[Passage for review — start]
I'm not sure I believe in varying levels of innate intelligence at all. And if it does exist, it is probably so removed from our standard measures of intelligence so as to make it inconsequential.
What I do believe is that what we perceive to be different levels of intelligence among people is actually learned ways of thinking and approaching problems. Some people are lucky enough to be exposed to habits and ways of thinking early on in their life that provide a compounding return for the rest of it.
OTOH there's definitely a difference between people, people who aren't mentally defective, people that are quick on the uptake, sharp and alert, who adapt to new mental models. IQ might be an unscientific metric for identifying these people, it might leave some of them unidentified, but they definitely exist. Anyone who's worked with other people, hired other people, had to evaluate other people's capabilities, can be in no doubt about this.
It's hard to separate out Taleb's own axe-grinding from anything concrete he's trying to say about what IQ means as an independent concept. He seems more upset at short-sighted application of thought to first-order problems rather than asking higher-order questions about why the problems are problems in the first place, why the questions are being asked. When I've seen a difference between people in this degree, it's more a matter of personality than intelligence: the more detail-oriented, autistic-spectrum someone is, the more they focus only on the details, and miss out on the bigger picture. It takes a little effort to step back, but I think it can be learned. Whereas IQ (or g) doesn't seem to be improved easily with learning.
[Passage for review — finish]
[Data supplied — start]
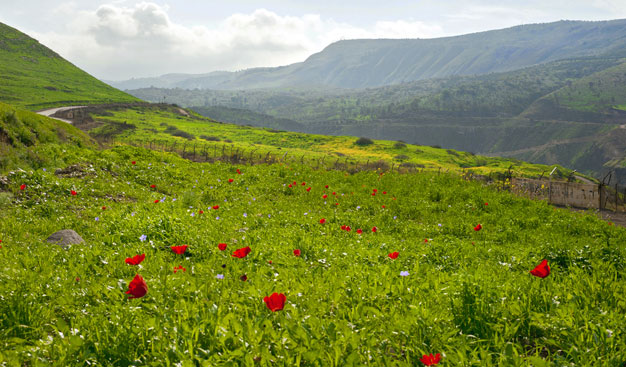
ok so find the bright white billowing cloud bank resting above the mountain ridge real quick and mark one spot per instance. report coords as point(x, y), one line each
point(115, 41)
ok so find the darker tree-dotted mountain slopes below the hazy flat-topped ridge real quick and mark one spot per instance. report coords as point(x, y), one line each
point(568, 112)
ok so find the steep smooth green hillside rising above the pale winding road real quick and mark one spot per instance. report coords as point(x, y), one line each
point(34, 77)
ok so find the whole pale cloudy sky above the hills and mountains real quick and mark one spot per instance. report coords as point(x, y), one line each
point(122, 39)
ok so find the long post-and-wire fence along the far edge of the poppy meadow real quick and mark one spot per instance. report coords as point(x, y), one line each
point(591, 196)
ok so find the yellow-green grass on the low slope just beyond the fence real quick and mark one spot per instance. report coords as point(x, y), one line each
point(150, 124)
[Data supplied — finish]
[Data supplied — start]
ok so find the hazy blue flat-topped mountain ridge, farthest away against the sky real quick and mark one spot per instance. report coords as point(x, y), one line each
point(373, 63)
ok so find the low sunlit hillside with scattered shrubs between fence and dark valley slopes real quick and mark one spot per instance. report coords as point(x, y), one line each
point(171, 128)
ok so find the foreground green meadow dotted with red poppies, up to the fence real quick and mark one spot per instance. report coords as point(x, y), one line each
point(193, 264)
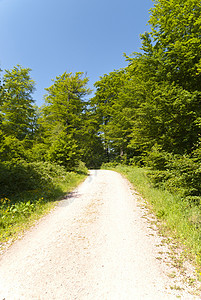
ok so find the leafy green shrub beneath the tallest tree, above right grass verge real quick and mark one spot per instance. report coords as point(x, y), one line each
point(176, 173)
[Data supplied — finish]
[Data supplied — start]
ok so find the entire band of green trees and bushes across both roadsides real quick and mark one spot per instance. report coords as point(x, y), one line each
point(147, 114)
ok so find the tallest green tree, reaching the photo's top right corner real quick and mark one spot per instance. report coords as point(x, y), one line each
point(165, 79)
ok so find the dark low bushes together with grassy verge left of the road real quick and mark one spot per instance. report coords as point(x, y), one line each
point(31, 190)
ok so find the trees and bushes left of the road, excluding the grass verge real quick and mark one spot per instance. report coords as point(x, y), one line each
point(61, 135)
[Data supplied — finish]
_Required actions_:
1 – Copy the stretch of the passage on intelligence from "What I do believe" through "rest of it.".
2 – In the passage on intelligence, what is said not to be easily improved with learning?

_Your written answers_:
1 –
What I do believe is that what we perceive to be different levels of intelligence among people is actually learned ways of thinking and approaching problems. Some people are lucky enough to be exposed to habits and ways of thinking early on in their life that provide a compounding return for the rest of it.

2 – IQ (or g)